Set task: Your output must consist solely of the lines from the one containing "night sky in the photo above." through the end of the records, reproduced exactly.

Task data:
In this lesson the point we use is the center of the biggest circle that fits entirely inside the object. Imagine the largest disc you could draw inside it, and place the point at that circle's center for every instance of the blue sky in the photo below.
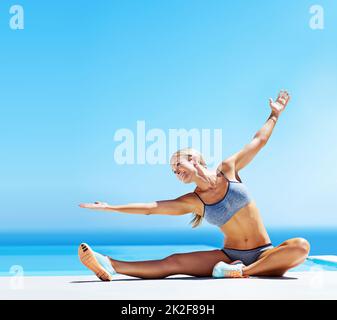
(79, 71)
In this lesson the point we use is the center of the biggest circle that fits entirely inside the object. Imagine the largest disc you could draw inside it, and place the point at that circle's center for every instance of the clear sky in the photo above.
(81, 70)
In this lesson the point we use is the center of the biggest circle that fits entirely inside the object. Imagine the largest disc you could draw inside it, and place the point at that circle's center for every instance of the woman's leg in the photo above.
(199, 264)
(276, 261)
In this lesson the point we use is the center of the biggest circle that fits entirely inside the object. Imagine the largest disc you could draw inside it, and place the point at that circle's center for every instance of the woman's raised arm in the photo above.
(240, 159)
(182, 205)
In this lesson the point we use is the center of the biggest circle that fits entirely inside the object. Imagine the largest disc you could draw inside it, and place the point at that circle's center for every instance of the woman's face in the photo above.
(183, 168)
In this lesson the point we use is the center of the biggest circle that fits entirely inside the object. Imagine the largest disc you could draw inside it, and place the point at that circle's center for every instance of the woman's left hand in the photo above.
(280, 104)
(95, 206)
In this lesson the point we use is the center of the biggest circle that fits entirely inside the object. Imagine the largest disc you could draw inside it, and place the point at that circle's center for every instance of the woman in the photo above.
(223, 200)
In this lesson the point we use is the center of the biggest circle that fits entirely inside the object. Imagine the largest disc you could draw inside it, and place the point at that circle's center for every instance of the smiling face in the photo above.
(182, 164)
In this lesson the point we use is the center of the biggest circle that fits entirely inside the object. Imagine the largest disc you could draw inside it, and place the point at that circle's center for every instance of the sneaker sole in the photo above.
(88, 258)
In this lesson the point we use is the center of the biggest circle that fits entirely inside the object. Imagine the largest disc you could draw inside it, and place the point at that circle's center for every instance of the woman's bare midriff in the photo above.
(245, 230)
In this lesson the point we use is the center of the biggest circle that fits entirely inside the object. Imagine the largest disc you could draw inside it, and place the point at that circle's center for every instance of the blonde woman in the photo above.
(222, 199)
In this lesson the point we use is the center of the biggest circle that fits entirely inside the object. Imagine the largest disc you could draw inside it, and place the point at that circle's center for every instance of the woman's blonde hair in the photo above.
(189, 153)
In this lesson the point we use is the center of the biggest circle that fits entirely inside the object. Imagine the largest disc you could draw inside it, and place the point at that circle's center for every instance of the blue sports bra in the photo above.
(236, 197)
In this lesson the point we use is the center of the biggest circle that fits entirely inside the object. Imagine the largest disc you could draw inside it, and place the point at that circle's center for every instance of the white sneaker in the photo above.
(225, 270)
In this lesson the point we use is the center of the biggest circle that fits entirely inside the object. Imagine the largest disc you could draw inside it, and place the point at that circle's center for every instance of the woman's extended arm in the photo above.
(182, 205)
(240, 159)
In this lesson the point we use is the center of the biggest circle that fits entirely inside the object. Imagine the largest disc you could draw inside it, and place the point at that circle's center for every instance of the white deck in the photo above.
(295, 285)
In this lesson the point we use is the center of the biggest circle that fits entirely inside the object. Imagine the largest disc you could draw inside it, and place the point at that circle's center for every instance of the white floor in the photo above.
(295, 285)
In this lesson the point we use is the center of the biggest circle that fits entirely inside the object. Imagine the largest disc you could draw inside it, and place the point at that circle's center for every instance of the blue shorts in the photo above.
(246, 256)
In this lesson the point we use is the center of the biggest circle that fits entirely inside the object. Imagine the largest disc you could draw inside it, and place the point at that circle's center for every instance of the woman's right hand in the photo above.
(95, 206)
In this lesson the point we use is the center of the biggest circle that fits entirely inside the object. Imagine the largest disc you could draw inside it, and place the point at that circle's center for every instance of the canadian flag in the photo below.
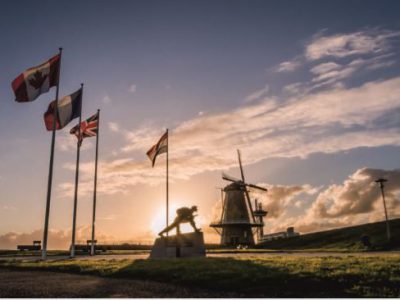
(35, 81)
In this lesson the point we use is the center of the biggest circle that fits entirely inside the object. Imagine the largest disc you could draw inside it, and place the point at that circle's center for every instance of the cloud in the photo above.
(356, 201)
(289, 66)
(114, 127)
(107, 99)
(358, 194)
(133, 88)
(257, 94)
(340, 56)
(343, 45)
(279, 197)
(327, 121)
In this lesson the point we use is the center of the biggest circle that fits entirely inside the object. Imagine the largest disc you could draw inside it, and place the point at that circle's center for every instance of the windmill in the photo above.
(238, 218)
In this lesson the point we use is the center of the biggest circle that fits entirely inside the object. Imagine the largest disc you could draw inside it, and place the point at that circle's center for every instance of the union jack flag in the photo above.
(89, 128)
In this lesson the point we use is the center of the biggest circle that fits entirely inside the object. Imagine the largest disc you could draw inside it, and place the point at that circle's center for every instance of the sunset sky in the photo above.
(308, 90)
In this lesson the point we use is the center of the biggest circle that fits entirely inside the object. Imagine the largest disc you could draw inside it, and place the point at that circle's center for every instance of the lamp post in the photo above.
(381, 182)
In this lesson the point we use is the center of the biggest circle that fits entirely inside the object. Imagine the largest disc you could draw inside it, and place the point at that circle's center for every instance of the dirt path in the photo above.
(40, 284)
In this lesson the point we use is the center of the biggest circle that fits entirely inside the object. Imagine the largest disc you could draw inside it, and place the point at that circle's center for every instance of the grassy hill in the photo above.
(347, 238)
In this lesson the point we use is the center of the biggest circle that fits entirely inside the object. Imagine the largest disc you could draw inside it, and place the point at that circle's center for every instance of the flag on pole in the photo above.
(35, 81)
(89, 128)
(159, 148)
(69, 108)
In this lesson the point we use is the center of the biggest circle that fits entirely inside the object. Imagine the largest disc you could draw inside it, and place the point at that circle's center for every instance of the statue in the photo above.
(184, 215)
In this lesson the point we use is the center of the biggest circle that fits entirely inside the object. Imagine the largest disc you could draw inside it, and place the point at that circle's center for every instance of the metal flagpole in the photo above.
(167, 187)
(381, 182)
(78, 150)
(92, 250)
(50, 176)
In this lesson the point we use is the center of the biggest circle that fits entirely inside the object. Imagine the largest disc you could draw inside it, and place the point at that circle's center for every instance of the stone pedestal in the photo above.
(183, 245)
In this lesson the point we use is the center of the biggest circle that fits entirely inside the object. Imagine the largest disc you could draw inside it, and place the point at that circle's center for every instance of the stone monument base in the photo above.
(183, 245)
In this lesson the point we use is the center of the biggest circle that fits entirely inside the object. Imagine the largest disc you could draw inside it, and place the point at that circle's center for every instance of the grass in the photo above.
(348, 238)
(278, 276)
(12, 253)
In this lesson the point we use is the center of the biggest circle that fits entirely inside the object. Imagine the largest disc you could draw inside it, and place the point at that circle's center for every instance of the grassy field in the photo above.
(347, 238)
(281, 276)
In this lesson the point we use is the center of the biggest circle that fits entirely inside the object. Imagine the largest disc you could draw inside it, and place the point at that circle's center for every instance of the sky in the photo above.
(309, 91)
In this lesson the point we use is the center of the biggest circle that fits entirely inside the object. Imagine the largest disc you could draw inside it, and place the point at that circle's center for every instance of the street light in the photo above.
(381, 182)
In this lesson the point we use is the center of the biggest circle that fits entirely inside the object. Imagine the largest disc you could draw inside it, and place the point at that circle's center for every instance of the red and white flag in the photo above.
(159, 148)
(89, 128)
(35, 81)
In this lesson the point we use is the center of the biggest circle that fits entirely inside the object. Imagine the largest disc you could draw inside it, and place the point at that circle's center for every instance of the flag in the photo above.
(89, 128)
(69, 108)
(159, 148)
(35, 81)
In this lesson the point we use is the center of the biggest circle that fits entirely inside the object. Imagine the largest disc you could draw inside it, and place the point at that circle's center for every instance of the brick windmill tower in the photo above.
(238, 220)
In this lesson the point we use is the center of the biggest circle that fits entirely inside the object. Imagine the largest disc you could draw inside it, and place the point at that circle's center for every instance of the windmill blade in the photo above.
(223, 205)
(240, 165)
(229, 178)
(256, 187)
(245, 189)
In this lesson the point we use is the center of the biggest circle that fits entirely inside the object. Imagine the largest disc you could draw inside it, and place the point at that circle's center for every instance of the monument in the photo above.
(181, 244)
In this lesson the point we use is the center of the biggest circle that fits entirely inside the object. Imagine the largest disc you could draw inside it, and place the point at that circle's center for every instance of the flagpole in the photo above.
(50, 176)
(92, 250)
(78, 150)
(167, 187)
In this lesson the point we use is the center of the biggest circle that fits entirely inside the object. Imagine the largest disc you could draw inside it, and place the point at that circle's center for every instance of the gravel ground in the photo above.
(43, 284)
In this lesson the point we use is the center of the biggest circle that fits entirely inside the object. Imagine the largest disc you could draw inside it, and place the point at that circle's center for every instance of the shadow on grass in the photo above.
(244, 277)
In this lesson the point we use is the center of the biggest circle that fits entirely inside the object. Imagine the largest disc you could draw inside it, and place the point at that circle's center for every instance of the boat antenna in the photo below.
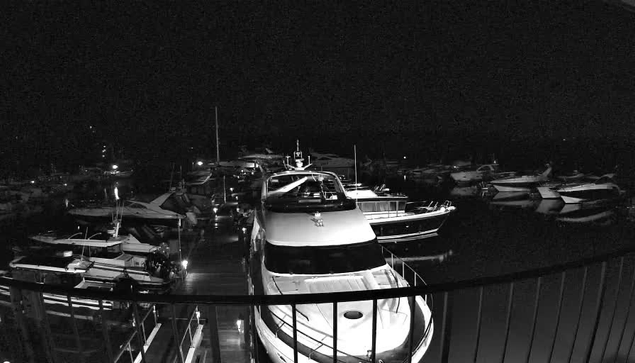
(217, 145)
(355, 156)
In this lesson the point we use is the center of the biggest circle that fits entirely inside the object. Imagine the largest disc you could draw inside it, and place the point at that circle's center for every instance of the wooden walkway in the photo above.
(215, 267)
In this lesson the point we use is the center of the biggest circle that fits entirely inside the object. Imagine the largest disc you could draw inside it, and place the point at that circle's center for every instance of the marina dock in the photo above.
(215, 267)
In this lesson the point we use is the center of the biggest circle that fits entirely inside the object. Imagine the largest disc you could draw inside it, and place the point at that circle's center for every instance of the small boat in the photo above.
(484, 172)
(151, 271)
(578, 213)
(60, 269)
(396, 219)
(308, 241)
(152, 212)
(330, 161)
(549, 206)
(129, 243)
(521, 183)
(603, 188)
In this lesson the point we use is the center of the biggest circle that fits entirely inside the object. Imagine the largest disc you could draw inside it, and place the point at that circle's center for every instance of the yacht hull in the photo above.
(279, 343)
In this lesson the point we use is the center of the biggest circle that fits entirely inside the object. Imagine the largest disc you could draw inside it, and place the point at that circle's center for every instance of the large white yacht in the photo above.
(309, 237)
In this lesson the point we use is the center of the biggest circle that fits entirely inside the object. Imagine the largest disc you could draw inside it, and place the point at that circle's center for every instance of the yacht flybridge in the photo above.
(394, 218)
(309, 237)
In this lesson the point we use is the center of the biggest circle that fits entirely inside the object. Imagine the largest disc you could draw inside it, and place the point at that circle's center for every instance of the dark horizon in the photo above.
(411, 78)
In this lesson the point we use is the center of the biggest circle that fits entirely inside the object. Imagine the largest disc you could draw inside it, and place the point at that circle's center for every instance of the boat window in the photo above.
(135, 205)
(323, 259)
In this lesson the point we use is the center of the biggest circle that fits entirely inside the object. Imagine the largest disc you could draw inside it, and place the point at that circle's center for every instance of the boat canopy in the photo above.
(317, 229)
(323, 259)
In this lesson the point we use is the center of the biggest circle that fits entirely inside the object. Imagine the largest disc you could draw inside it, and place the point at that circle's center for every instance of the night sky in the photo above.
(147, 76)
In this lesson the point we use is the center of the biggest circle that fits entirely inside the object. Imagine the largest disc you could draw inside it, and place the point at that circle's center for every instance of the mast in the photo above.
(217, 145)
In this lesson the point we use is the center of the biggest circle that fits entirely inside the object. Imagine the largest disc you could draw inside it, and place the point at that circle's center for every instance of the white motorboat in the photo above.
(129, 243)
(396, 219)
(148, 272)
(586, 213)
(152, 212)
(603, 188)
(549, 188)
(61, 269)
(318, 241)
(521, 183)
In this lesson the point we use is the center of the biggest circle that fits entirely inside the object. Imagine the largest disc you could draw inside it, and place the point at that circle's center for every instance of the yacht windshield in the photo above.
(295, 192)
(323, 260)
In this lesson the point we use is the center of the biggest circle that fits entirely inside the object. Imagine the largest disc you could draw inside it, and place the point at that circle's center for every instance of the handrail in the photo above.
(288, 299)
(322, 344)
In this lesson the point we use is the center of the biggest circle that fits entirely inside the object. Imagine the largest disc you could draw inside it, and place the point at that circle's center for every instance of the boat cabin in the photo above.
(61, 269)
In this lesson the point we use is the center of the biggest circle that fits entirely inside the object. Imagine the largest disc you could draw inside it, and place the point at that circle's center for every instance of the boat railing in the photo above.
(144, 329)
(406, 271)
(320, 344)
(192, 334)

Written answer:
In this lesson the point we use is the center of the biggest circle that fits entirely inside the object. Imagine the largest disc you could draw inside it, and place the point at that circle's center for every instance of the night sky in the photo above.
(147, 76)
In this lesson the point we use is the center of the biggest circle that fits entirely inside the object. Imagine the largest disc you could draw inside it, and place the point at that circle's center for every instance of the mast in the photo above.
(217, 145)
In this lesson the point we use is the center of the biggest circle that fits entirely inside the object. Imagine the largest disc you could draw inside it, and place the point at that circle's center for every instance of the white motorboat in the photo above.
(129, 243)
(396, 219)
(148, 272)
(586, 213)
(152, 212)
(603, 188)
(549, 188)
(61, 269)
(318, 241)
(521, 183)
In this lesson the point we use is the center of the biggest circle that fits entirely inside the object. Imagine the largest disc you could draw inside it, and place the point at that circle's center for every instance of the yacht windshield in the photo above.
(295, 192)
(323, 260)
In this lesson the point we use is the center of the biggest circle that fits entirely inside the object. Imagine the largest disc you could draw inside it, and place the point at that circle's center for every instance of the handrail in the photo above.
(288, 299)
(322, 344)
In this lesson the point we use is the center of the biggest circle that fits entirely inside the object. Imagine the largest disc you could draw inside it, and place the point at that circle's center for every instance of the boat cabin in the photo above.
(61, 269)
In this lesson the point we use is the center of the biggest circle that fits entirely inside the object. Imagine the largest disc you could draw inside it, and place the point at that circle's center for every instance of the boat railing in the photo above.
(144, 329)
(406, 271)
(320, 344)
(192, 334)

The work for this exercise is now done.